» **Document section**

This pearlitic band was not observed on the outer surface of the tube. The fully pearlitic phase was clearly harder and more brittle than the underlying tube structure. This is demonstrated by the brittle nature of the cracks which arrested at the point they met the more ductile core structure. Furthermore, the ductility is highlighted by the wave form of the banded pearlite and ferrite, caused by deformation, absorbing energy and blunting the crack tip. This is also an illustration of the pearlite band exhibiting low fracture toughness compared to the pearlite and ferrite core which exhibits higher fracture toughness.
The cause of this pearlitic band was investigated. A fully pearlitic steel structure would be expected to exhibit a carbon content in the order of 0.8% and compositional analysis by optical emission spectroscopy (OES) confirmed this. The tube composition was specified with a maximum carbon content of 0.3% and this too was confirmed by OES. The supplier of the tube insisted that there was not a problem with their tube, providing material test certificates that showed test results which conformed to the required specification on tensile strength and composition, although tensile tests had been carried out on full section tube samples and other samples machined from the tube. On a full section test, the pearlitic band would have had a negligible effect, and machining of a test sample would have removed the band, so with these standard tests, the presence of the brittle pearlitic band would have been missed.

» **Object pointing dataset lines**

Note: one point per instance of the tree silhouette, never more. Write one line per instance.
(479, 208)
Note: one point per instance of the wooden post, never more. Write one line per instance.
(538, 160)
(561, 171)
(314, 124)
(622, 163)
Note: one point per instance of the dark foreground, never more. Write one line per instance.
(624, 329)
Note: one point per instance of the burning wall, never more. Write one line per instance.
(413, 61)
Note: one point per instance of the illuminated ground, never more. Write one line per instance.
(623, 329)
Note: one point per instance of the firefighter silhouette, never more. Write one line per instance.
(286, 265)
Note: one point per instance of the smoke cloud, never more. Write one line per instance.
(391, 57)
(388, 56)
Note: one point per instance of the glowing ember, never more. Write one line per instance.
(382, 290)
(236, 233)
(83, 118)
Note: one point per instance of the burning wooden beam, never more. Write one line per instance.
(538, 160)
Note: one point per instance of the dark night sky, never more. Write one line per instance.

» **Tasks to carry out**
a. Answer these about the pearlitic band text:
(i) On which surface of the tube was the pearlitic band not observed?
(ii) What carbon content would a fully pearlitic steel structure be expected to exhibit?
(iii) What maximum carbon content was specified for the tube?
b. Copy the part of the pearlitic band text that opens with the words containing "This pearlitic band was not" and closes with "higher fracture toughness.".

» **Set of answers**
a.
(i) The outer surface of the tube.
(ii) In the order of 0.8%.
(iii) 0.3%.

b.
This pearlitic band was not observed on the outer surface of the tube. The fully pearlitic phase was clearly harder and more brittle than the underlying tube structure. This is demonstrated by the brittle nature of the cracks which arrested at the point they met the more ductile core structure. Furthermore, the ductility is highlighted by the wave form of the banded pearlite and ferrite, caused by deformation, absorbing energy and blunting the crack tip. This is also an illustration of the pearlite band exhibiting low fracture toughness compared to the pearlite and ferrite core which exhibits higher fracture toughness.